** Begin INPUT FOR THIS TASK **
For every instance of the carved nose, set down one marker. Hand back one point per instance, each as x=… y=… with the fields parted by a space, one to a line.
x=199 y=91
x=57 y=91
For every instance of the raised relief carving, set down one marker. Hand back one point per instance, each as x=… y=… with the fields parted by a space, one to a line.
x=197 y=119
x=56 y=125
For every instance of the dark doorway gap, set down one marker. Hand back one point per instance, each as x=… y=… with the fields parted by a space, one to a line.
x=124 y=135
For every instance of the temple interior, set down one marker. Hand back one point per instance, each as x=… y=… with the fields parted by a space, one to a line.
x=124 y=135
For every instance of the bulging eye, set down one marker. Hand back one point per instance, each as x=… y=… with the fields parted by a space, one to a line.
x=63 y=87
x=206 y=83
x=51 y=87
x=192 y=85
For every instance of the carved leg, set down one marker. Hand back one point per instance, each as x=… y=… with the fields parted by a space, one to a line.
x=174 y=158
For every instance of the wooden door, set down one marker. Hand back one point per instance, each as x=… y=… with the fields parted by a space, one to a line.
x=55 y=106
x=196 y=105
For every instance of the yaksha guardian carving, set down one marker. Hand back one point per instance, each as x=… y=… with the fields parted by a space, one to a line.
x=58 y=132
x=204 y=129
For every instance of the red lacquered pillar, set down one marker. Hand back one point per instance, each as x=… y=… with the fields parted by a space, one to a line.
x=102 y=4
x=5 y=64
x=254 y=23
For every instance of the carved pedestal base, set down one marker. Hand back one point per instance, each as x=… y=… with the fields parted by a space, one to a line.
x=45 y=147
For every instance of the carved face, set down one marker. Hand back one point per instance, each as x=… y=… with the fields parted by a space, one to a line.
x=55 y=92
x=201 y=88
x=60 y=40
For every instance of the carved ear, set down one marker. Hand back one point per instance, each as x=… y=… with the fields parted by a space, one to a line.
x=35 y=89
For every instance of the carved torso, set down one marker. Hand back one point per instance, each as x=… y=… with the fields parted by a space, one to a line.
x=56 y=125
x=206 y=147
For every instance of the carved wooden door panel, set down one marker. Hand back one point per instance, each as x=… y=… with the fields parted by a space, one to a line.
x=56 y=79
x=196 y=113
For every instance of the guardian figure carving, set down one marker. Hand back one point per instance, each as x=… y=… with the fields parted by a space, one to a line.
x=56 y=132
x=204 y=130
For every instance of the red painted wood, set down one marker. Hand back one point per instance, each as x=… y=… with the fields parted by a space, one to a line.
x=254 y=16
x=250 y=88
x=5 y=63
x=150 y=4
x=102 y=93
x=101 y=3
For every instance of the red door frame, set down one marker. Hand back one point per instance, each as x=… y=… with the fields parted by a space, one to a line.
** End INPUT FOR THIS TASK **
** Begin INPUT FOR THIS TASK **
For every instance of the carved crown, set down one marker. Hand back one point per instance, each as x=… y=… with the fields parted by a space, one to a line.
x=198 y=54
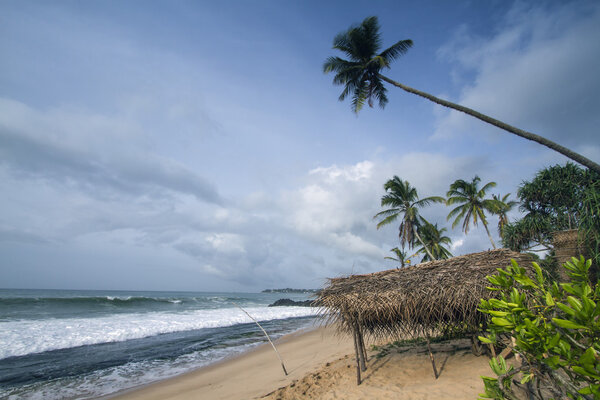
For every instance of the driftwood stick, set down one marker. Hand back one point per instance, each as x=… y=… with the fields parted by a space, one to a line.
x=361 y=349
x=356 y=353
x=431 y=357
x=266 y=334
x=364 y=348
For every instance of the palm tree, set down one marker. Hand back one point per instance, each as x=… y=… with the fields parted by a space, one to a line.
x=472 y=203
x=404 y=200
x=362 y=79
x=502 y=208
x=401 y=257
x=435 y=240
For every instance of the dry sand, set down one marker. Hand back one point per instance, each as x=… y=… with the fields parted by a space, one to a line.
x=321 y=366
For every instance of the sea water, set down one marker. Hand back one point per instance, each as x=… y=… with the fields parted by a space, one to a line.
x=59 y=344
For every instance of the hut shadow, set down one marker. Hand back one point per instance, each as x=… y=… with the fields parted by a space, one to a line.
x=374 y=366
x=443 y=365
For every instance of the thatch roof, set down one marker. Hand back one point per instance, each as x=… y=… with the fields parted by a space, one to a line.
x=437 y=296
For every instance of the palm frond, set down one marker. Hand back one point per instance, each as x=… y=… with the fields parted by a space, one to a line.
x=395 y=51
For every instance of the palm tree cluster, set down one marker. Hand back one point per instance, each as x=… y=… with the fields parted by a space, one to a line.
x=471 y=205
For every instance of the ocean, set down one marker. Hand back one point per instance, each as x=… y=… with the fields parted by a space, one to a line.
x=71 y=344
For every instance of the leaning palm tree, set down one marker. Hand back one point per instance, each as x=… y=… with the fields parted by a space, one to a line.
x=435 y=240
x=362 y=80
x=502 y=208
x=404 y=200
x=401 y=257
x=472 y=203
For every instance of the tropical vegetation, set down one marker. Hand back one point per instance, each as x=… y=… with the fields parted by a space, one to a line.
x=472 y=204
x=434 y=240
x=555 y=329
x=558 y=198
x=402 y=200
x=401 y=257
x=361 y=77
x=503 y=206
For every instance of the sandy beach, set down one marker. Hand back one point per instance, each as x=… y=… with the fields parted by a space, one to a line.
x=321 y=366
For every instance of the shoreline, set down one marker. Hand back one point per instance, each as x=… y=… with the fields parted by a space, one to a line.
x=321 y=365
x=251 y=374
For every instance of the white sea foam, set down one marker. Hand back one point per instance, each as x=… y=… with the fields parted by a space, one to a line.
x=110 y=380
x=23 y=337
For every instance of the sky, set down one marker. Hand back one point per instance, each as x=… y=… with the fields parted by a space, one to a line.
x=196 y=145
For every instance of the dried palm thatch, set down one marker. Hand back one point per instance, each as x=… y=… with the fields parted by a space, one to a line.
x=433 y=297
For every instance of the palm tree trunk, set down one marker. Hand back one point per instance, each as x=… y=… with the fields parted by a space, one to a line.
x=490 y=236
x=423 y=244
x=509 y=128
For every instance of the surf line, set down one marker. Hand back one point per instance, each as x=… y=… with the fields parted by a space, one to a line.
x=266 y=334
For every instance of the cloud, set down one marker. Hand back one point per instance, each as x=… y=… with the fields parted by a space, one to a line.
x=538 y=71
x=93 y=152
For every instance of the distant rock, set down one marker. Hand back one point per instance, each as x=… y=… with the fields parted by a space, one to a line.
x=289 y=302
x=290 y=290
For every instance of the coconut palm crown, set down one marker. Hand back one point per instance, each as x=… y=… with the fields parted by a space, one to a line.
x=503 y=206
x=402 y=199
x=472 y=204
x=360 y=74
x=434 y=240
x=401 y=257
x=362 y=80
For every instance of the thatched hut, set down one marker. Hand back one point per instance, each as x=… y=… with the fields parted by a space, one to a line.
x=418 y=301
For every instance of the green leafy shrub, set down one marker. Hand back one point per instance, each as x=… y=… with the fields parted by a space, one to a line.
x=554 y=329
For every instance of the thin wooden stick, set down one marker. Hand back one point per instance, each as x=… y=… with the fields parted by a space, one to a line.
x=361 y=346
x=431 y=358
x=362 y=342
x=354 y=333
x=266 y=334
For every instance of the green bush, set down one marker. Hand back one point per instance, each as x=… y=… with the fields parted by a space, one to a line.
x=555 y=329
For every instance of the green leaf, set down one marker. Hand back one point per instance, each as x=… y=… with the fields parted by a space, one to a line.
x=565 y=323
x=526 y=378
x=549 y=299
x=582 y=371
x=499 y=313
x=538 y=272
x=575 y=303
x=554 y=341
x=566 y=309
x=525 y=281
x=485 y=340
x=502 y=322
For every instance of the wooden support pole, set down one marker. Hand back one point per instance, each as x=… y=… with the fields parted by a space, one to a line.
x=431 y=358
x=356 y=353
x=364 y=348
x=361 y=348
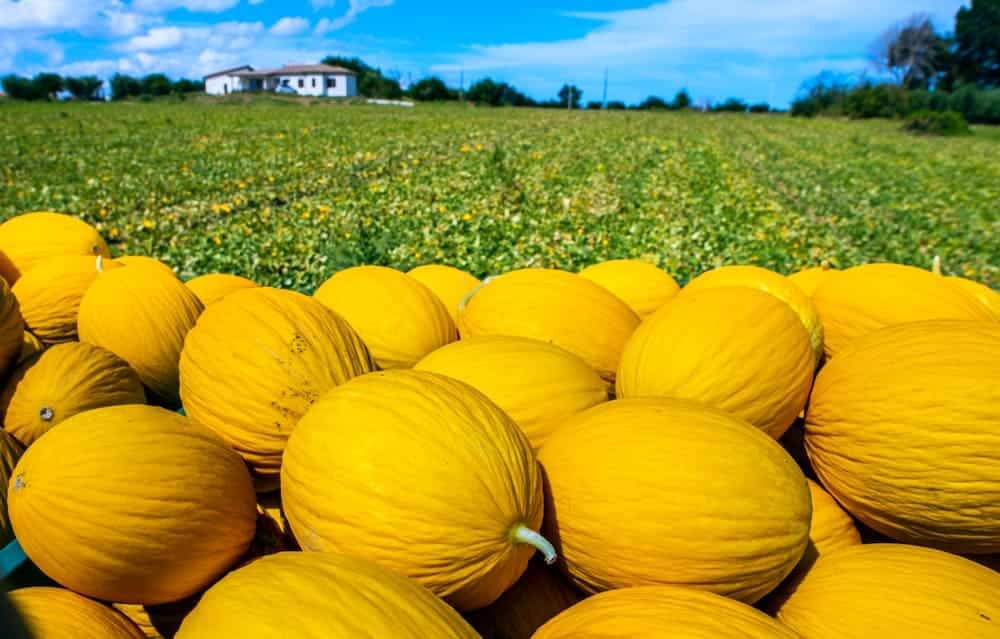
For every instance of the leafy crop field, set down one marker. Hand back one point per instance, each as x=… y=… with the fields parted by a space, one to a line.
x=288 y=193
** End INPUT FOR THIS TASK **
YOUR OBJECTIVE: Edit the listing from the line with "For every instance of the green leafy" up to and including the line with "x=554 y=329", swapping "shrub" for "bush" and keeping everything else the same.

FINISHED ANSWER:
For every instance of the green leafy bush, set down one marker. Hand back one point per instance, each as x=… y=… with the fields parted by a space, one to a line.
x=554 y=329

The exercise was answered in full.